WHAT YOU ARE ASKED TO DO:
Set down exactly, from the records below, the line with "Exercise. Locate the man's" through the line with "Target: wooden railing", and nothing else.

SOURCE DATA:
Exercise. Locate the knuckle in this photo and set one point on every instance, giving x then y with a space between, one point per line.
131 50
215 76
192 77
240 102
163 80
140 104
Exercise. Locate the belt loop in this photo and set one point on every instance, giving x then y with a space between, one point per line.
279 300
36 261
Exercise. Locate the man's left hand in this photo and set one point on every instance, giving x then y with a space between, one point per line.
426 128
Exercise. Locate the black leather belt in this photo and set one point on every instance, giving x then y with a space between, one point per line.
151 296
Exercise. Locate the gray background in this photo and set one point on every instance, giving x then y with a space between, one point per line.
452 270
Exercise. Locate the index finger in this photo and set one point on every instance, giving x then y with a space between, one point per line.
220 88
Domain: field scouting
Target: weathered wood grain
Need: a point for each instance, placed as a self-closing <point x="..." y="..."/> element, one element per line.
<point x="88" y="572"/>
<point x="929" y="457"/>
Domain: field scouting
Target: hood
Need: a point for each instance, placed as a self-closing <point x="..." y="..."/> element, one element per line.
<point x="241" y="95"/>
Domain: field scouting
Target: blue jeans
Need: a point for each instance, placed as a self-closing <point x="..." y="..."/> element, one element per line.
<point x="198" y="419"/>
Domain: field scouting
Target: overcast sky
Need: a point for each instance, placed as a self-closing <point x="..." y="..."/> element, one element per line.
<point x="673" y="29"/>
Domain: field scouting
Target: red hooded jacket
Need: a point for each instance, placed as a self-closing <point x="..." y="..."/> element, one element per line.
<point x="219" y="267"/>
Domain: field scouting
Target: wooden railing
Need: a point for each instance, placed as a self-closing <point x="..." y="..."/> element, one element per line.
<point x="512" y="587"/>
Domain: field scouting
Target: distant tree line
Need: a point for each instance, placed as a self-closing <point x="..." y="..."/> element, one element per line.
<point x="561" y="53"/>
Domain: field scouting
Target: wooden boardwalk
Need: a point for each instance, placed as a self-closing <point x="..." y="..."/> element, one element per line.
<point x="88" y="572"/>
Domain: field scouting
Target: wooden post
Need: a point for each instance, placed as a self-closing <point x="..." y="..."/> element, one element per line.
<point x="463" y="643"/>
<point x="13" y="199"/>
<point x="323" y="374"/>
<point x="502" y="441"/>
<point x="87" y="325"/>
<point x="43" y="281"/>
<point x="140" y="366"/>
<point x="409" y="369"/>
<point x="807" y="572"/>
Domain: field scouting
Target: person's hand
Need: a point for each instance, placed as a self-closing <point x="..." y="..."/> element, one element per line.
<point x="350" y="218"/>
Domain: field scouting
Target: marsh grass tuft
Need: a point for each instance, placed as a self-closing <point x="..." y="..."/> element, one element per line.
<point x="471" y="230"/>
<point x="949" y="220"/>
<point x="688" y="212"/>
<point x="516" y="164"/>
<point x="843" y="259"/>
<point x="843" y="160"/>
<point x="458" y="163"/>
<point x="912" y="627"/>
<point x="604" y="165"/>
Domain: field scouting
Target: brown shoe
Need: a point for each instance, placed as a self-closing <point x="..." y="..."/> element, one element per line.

RESULT:
Exercise. Locate the man's left hand in this photo and set one point on every instance, giving x then y with a space between, one point per line.
426 128
Exercise. Locate the black leather belt in this photo and set one point on every instance, giving x then y with a space between, one point per line.
151 296
Exercise. Locate the gray background in this photo and set one point on every instance, giving x then y with a space between, one point per line.
452 270
Exercise. Locate the index finger in this photo and set one point on every instance, giving x then y with a space between, one point per line.
220 88
Domain: field scouting
Target: weathered wood grain
Need: a point for each instance, placed as a self-closing <point x="..." y="..."/> element, one element per line.
<point x="88" y="572"/>
<point x="929" y="457"/>
Domain: field scouting
Target: hood
Need: a point for each instance, placed as a self-closing <point x="..." y="..."/> element, one element per line.
<point x="241" y="95"/>
Domain: field scouting
Target: blue jeans
Need: a point for each instance, placed as a self-closing <point x="..." y="..."/> element, one element per line.
<point x="198" y="419"/>
Domain: field scouting
Target: overcast sky
Need: a point for each instance, placed as a self-closing <point x="..." y="..."/> element, one element per line.
<point x="673" y="29"/>
Domain: field scouting
Target: red hooded jacket
Need: a point for each instance, placed as a self-closing <point x="..." y="..."/> element, one element per line.
<point x="219" y="267"/>
Domain: field scouting
Target: wooden railing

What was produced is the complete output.